## BEGIN Dataset rows

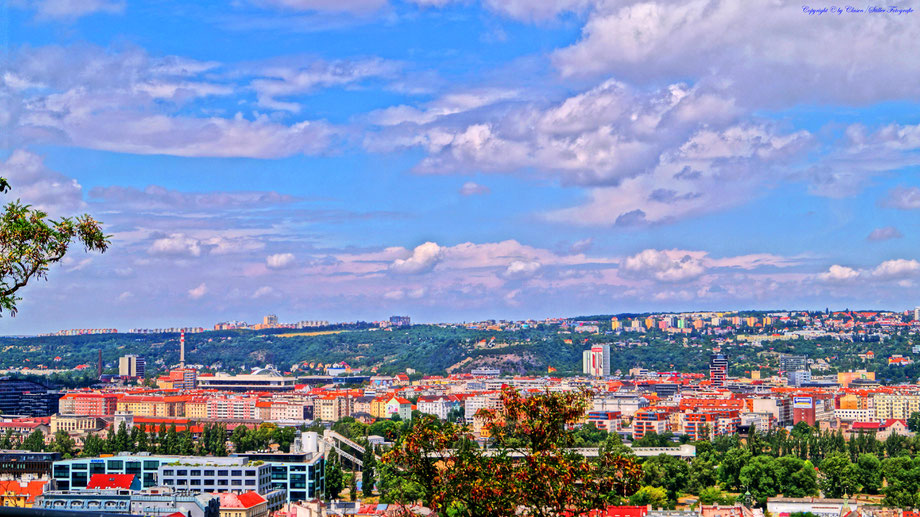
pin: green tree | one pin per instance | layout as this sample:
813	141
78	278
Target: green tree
655	496
913	421
455	477
668	472
762	477
839	476
335	478
63	444
30	242
369	471
869	472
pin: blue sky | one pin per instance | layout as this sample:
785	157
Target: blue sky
457	160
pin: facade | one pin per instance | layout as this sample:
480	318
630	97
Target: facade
598	364
265	380
284	479
718	369
131	366
27	398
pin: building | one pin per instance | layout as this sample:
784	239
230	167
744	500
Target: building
598	361
400	321
131	366
718	368
89	403
260	380
20	495
17	464
248	504
277	480
27	398
792	363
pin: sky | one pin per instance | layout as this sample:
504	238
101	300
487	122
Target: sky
455	160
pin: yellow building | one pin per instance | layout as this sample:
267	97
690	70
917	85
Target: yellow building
845	378
17	495
895	406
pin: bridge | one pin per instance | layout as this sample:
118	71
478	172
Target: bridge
344	447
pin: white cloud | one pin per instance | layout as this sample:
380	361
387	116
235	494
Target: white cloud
280	260
837	273
903	198
348	6
735	44
35	184
281	80
176	244
423	259
521	269
198	292
263	292
473	189
665	265
896	269
73	9
884	234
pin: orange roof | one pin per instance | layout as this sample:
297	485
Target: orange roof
247	500
31	490
111	481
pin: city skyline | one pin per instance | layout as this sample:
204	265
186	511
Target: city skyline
457	161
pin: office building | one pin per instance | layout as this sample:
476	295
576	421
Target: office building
597	361
400	321
260	380
792	363
27	398
301	476
131	366
718	369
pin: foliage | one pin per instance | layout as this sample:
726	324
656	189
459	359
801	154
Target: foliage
526	464
30	242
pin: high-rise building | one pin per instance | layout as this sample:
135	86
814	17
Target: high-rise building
596	362
400	321
131	366
718	368
792	363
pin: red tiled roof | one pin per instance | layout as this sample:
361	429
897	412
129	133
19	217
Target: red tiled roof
32	489
247	500
111	481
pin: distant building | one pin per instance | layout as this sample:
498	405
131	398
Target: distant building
27	398
131	366
400	321
718	368
261	380
792	363
597	361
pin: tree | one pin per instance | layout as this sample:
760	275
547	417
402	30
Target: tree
869	472
655	496
368	473
30	242
335	479
527	464
839	475
913	421
63	444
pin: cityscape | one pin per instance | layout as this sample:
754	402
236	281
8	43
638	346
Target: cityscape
459	258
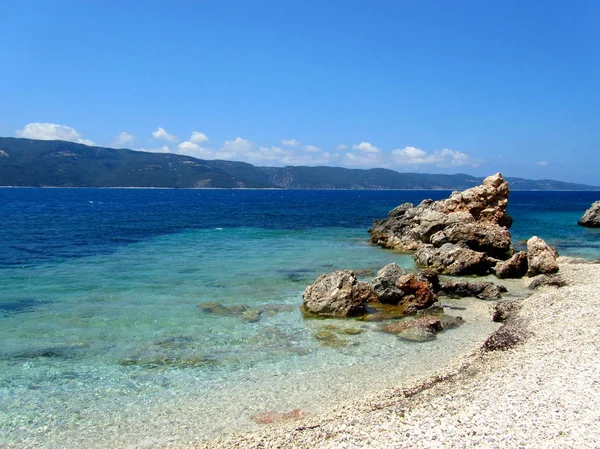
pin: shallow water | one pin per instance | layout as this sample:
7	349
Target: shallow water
102	339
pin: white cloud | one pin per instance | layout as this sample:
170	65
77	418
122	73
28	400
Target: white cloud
362	159
51	131
295	144
238	146
441	158
198	137
161	134
366	147
291	143
123	139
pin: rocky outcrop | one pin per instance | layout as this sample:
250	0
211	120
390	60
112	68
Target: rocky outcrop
423	328
416	294
550	280
481	290
384	284
541	257
453	260
337	294
591	218
513	330
515	267
475	218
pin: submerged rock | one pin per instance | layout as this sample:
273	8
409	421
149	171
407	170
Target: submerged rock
417	334
543	280
423	328
541	257
512	332
416	294
337	294
453	260
272	416
481	290
591	218
475	217
515	267
505	310
384	284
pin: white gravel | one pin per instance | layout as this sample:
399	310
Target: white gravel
543	393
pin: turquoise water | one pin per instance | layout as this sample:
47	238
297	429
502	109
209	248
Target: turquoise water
103	343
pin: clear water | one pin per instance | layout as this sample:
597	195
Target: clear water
102	342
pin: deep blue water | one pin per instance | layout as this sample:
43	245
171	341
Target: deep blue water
102	341
40	225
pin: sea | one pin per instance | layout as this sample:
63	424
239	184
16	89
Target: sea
148	317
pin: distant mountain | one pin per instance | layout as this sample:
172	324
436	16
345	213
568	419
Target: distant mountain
55	163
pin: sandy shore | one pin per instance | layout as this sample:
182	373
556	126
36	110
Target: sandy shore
542	393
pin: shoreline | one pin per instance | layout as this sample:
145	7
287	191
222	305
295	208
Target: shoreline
544	392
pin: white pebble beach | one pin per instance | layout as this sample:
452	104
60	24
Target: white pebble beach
542	393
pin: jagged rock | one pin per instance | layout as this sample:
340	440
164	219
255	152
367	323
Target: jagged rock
515	267
541	257
417	334
430	323
591	218
273	416
451	322
453	260
543	280
415	294
476	217
512	332
481	290
503	311
488	238
507	336
384	285
337	294
431	277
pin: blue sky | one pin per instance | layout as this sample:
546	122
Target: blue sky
427	86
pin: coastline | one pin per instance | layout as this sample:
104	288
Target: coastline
544	392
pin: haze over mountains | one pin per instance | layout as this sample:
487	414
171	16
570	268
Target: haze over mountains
55	163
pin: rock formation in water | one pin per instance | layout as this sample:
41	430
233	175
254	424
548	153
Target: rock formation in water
476	216
464	234
515	267
541	257
337	294
591	218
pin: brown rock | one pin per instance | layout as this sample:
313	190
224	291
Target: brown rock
453	260
550	280
384	285
418	293
476	217
591	218
272	416
541	257
515	267
337	294
481	290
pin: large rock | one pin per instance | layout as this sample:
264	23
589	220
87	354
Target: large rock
384	284
476	217
515	267
481	290
541	257
453	260
416	294
591	218
337	294
547	280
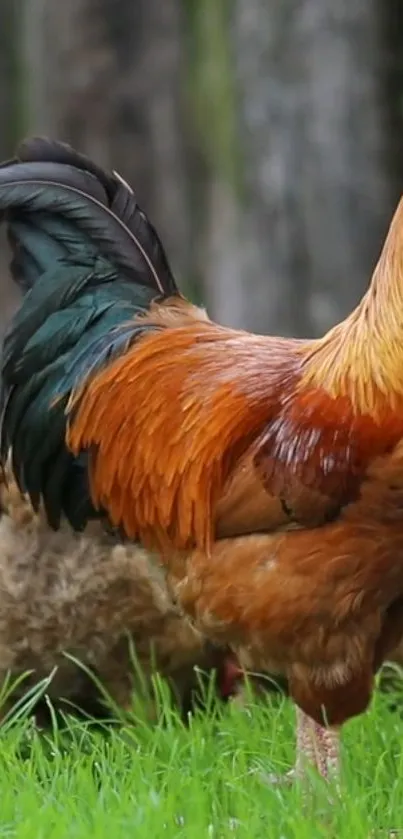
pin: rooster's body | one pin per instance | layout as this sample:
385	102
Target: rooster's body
267	472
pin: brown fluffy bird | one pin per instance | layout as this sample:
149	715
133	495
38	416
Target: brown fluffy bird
266	472
97	599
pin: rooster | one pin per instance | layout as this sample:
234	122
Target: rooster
266	473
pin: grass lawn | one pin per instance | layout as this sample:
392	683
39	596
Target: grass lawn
166	781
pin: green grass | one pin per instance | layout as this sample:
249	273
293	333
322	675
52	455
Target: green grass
167	781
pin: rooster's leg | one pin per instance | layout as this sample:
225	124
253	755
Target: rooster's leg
317	746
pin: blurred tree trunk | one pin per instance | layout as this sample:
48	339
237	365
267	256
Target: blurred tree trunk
299	248
108	81
10	130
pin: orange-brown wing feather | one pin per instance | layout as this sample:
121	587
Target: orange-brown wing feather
200	431
168	422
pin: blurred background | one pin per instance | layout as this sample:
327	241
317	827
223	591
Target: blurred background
263	137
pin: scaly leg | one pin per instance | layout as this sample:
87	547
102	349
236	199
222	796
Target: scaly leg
317	746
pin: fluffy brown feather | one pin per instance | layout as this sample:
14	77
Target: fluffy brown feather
84	594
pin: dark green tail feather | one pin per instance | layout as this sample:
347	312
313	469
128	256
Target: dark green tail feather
88	261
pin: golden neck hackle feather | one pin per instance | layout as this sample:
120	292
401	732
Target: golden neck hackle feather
362	357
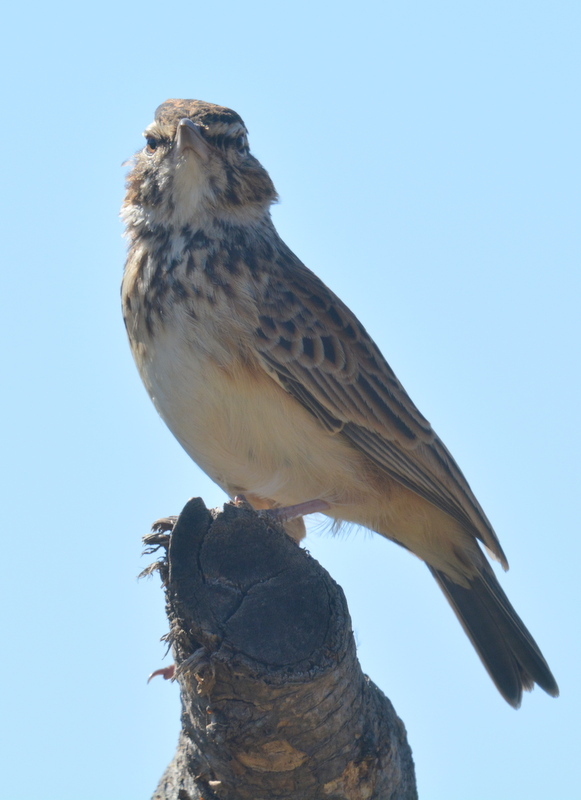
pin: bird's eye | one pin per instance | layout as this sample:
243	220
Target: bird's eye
152	144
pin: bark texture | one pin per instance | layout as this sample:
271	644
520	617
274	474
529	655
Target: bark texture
274	703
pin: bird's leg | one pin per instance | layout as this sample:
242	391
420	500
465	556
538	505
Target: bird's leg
291	517
167	673
287	513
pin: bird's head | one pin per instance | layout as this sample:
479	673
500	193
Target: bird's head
196	163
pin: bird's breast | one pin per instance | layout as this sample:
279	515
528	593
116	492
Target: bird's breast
243	429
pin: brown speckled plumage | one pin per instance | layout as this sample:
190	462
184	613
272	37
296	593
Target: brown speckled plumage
275	388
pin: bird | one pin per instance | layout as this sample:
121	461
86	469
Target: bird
276	390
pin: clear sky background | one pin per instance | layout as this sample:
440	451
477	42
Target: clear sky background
427	159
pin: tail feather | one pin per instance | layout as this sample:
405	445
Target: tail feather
506	648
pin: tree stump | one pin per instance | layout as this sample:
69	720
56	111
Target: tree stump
274	703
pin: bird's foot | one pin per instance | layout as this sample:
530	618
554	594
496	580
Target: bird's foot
287	513
167	673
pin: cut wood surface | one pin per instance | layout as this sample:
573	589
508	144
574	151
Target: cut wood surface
274	703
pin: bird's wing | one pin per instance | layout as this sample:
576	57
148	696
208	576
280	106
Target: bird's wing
321	354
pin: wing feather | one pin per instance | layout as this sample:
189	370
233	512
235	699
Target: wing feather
321	354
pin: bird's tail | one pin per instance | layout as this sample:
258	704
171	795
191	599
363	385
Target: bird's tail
507	649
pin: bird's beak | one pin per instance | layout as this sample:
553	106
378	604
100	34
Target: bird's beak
188	137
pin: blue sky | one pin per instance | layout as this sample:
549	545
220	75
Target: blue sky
427	159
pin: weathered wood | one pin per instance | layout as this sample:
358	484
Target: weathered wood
274	703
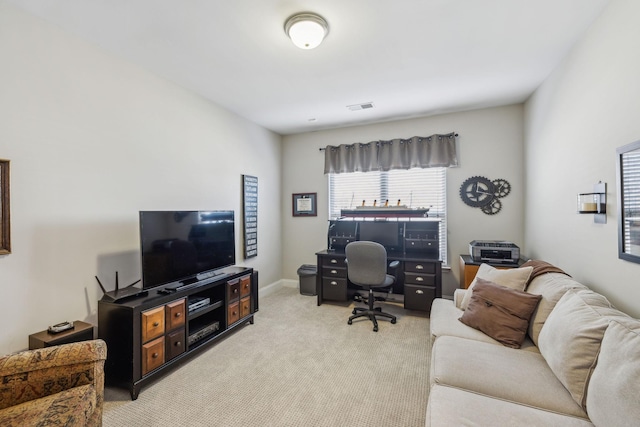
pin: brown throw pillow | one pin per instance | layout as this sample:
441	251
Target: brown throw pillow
500	312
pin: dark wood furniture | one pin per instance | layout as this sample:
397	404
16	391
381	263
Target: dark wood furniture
81	331
469	268
419	278
148	335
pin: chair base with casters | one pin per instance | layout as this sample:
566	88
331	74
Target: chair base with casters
371	312
367	267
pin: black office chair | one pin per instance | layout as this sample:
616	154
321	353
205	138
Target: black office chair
367	267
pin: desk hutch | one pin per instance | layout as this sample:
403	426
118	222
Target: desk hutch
412	242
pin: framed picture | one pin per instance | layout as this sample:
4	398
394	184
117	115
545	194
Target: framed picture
628	186
304	204
5	227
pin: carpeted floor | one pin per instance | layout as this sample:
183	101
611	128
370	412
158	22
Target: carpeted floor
298	365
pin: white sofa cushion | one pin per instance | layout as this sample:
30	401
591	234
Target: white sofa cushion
551	286
614	387
449	406
514	278
501	372
571	337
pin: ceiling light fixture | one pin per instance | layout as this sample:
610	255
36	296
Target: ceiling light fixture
306	30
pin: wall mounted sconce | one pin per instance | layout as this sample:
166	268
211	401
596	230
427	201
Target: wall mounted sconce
595	203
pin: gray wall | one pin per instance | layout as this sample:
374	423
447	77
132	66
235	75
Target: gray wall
490	144
589	106
92	140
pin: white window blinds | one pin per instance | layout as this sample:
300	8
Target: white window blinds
415	188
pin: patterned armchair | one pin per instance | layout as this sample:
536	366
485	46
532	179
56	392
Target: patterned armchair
61	385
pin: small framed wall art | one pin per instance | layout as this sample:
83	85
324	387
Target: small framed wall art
304	204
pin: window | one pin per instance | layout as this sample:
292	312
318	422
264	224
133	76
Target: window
417	188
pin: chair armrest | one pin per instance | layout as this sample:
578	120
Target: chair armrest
32	374
458	294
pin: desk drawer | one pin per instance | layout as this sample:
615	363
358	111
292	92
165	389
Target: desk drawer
334	289
420	267
419	297
331	272
420	279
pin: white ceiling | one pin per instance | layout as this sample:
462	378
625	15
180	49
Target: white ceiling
409	58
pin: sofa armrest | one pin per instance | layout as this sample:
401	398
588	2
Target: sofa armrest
33	374
458	294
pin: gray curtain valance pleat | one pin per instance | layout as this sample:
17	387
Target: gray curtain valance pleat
417	152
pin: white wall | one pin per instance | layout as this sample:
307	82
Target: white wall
589	106
92	140
490	144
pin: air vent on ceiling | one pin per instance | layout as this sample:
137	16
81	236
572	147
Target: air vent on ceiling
363	106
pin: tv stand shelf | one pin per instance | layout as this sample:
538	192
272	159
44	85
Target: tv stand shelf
147	335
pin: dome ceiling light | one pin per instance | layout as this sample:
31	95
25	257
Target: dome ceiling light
306	30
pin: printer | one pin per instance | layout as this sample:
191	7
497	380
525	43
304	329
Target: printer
494	251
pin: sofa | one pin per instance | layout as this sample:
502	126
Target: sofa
577	362
61	385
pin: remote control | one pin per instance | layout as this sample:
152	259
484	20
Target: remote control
60	327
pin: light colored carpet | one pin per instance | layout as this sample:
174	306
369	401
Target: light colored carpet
297	365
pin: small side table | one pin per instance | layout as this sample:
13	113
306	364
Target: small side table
469	269
81	331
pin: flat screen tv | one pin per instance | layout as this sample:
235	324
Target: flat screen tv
178	246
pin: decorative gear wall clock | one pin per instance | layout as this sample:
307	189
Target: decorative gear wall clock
481	192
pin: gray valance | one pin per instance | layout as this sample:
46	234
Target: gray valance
417	152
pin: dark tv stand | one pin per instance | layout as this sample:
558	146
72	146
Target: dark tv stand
147	335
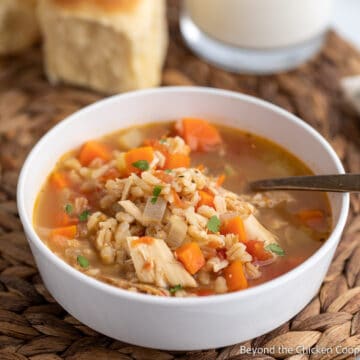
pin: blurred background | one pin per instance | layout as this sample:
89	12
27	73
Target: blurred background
346	20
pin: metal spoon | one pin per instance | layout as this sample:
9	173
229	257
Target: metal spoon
331	183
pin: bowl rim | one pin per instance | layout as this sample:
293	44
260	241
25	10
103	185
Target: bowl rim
174	301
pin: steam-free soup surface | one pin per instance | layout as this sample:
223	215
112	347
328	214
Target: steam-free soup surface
81	217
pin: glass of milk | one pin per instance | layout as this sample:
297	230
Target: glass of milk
255	36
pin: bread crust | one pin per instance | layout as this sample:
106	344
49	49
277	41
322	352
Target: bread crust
107	6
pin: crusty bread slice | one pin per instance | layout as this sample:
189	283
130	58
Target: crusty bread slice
108	45
18	25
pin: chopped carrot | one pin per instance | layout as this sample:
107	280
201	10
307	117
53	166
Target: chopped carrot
191	256
199	134
92	150
257	250
177	201
145	153
164	177
220	180
157	145
63	219
234	226
235	276
205	199
111	174
312	218
65	231
59	180
174	161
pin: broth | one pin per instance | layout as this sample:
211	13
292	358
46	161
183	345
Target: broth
243	157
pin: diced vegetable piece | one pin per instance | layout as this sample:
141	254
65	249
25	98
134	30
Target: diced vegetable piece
156	193
93	150
235	276
157	145
220	180
154	211
135	156
121	163
164	176
213	224
234	226
65	231
199	134
276	249
111	174
191	256
69	208
174	161
177	201
177	232
175	288
164	269
257	250
59	180
132	138
84	215
205	199
229	170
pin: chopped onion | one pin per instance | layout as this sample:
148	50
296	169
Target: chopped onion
132	209
154	211
177	232
131	139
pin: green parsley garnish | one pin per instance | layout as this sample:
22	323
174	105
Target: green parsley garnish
143	165
214	224
84	215
69	208
276	249
175	288
156	193
83	261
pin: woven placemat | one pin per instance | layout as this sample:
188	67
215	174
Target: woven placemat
33	326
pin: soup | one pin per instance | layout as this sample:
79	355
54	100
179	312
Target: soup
164	209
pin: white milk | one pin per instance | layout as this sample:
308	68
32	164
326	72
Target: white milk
261	24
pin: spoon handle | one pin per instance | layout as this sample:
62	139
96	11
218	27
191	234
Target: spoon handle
331	183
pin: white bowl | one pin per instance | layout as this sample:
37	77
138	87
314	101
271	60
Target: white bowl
177	323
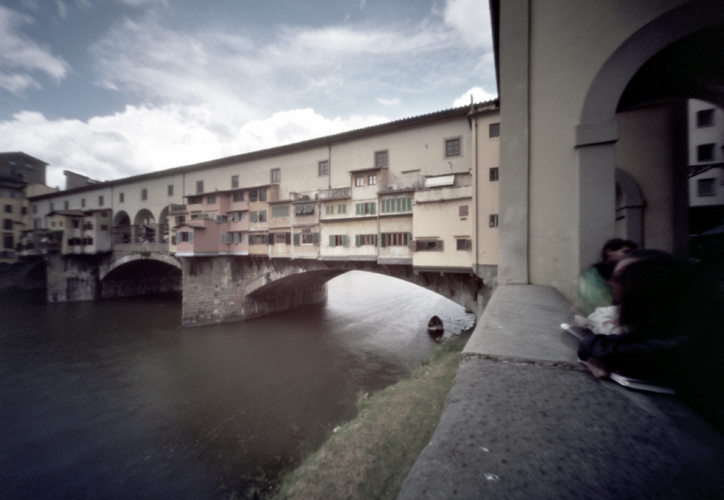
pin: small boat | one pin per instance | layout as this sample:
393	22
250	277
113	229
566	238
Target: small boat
435	327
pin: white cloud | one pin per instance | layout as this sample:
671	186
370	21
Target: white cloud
146	139
471	18
20	56
479	95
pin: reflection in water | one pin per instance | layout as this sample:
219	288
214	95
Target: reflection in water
114	400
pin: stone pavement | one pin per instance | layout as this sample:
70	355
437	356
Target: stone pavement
525	420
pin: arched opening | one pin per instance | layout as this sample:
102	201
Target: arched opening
140	277
121	228
634	118
144	227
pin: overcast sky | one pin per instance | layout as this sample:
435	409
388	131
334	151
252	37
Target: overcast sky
111	88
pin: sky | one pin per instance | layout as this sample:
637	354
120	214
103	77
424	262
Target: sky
113	88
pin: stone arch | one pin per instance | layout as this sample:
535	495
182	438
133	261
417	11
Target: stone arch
121	228
144	226
126	259
597	131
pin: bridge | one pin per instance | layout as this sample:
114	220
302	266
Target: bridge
261	232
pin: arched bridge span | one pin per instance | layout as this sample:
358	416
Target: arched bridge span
222	289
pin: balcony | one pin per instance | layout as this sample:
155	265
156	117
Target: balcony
334	194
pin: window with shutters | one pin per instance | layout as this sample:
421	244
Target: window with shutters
464	244
381	159
338	240
452	147
366	240
369	208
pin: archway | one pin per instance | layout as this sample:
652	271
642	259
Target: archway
641	71
121	228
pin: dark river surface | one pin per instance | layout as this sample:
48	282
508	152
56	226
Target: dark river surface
114	399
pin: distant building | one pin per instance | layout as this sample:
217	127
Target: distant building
706	166
21	176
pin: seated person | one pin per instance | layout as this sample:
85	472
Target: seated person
593	288
673	330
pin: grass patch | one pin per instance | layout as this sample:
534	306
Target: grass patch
370	456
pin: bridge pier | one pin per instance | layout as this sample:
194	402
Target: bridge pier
233	288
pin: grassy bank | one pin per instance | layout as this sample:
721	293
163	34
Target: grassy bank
370	456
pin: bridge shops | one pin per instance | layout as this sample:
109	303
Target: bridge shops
263	231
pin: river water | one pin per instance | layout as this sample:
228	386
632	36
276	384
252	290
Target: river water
114	399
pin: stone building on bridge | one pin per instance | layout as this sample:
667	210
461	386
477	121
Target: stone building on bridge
407	193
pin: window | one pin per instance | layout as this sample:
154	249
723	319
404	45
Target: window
452	147
366	240
283	238
338	240
282	211
705	152
389	205
464	244
381	159
395	239
324	167
306	209
428	245
705	118
366	208
706	187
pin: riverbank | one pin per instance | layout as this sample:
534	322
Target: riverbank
370	456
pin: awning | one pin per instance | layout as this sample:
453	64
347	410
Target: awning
440	181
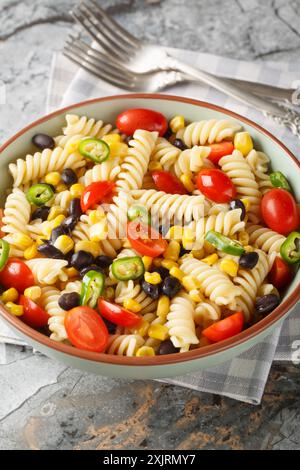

## END Dataset rows

| To be done |
Output everything from the line containing "pin: bridge shops" down to the end of the items, verbatim and with both ends included. Omit the pictures from the output.

| The response |
pin: bridge shops | one pin per instance | layout as this sample:
109	303
Target: bridge shops
263	231
pin: river water | one pin per instance | layout as this sample:
228	386
632	36
276	384
252	290
Target: river water
114	399
pin: stone building on bridge | one pin per instance | layout as this sample:
667	210
461	386
477	121
Target: stone building on bridge
407	193
pin: window | one pin per instance | layout as this sample:
154	249
723	319
404	45
Target: window
452	147
366	240
283	238
338	240
282	211
705	152
389	205
464	244
381	159
395	239
324	167
306	209
428	245
705	118
366	208
706	187
pin: riverbank | one pin per instance | layout as this sample:
534	322
Target: riverbank
370	456
pin: awning | one pin per instance | layout as this sample:
453	64
347	410
Target: awning
440	181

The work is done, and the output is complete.